- Work instructions -
Copy the records below verbatim, from the first line through the line containing "Task: pick out the floor tile.", inclusive, and output nothing else.

Entries taken from a collection:
━━━━━━

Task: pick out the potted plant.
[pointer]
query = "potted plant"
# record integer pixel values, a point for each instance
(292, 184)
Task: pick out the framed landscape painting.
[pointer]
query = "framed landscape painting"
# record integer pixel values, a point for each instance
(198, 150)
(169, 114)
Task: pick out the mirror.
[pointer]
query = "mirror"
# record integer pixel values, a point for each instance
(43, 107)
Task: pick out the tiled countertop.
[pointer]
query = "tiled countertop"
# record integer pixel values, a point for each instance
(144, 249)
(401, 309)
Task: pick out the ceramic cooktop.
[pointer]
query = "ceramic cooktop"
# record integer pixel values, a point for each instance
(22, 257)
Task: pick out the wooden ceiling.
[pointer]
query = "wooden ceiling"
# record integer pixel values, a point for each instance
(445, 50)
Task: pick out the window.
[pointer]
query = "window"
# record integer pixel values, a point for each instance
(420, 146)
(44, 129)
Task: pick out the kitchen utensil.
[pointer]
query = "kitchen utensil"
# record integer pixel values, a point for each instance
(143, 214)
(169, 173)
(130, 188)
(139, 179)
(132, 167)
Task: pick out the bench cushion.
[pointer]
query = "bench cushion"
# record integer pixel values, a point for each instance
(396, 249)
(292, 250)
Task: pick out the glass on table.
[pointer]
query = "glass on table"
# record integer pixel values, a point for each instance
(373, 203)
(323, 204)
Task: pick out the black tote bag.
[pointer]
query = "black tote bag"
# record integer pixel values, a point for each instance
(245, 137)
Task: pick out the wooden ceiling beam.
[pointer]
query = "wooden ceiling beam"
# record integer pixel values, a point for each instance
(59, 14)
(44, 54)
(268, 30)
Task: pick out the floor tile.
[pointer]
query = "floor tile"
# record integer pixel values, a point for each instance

━━━━━━

- The answer -
Task: pick out the potted plant.
[pointer]
query = "potted plant"
# record integer pixel values, a point for each instance
(292, 184)
Task: pick out the framed landscape painting.
[pointer]
query = "framed landscape painting"
# record integer pixel values, a point for each instance
(198, 150)
(169, 114)
Task: pick out the mirror.
[pointer]
query = "mirror"
# record integer pixel values, a point for each instance
(43, 107)
Task: pick out the tiled countertop.
[pointer]
query = "tiled countertop"
# record integer pixel values, a point for each instance
(144, 249)
(401, 309)
Task: pick out the ceramic cooktop.
[pointer]
query = "ceramic cooktop"
# record integer pixel values, a point for each instance
(22, 257)
Task: pick out the wooden ceiling.
[pointer]
query = "wooden ceiling"
# record integer pixel values, a point for each instance
(445, 50)
Task: pick out the window.
[pointer]
query = "window"
# record integer pixel values, a point for each instance
(420, 146)
(44, 129)
Task: pick out the kitchen utensil.
[pointer]
query = "kitchen utensil"
# record integer pixel values, a point for each instance
(143, 214)
(169, 173)
(130, 188)
(139, 179)
(132, 167)
Task: pick out the bench cushion.
[pointer]
query = "bench cushion"
# record integer pixel values, a point for each instance
(396, 249)
(292, 250)
Task: pick out the glass on table.
[pointer]
query = "glass on table"
# record integer pixel values, a point for each instance
(373, 203)
(323, 204)
Task: pick out the black tote bag.
[pointer]
query = "black tote bag"
# record integer pixel values, a point for each instance
(245, 137)
Task: pick out the wooden ceiling beam.
[pointer]
query = "wooden ceiling beam"
# record integer pixel values, a point for each instance
(59, 14)
(44, 54)
(268, 30)
Task: pick out the floor tile.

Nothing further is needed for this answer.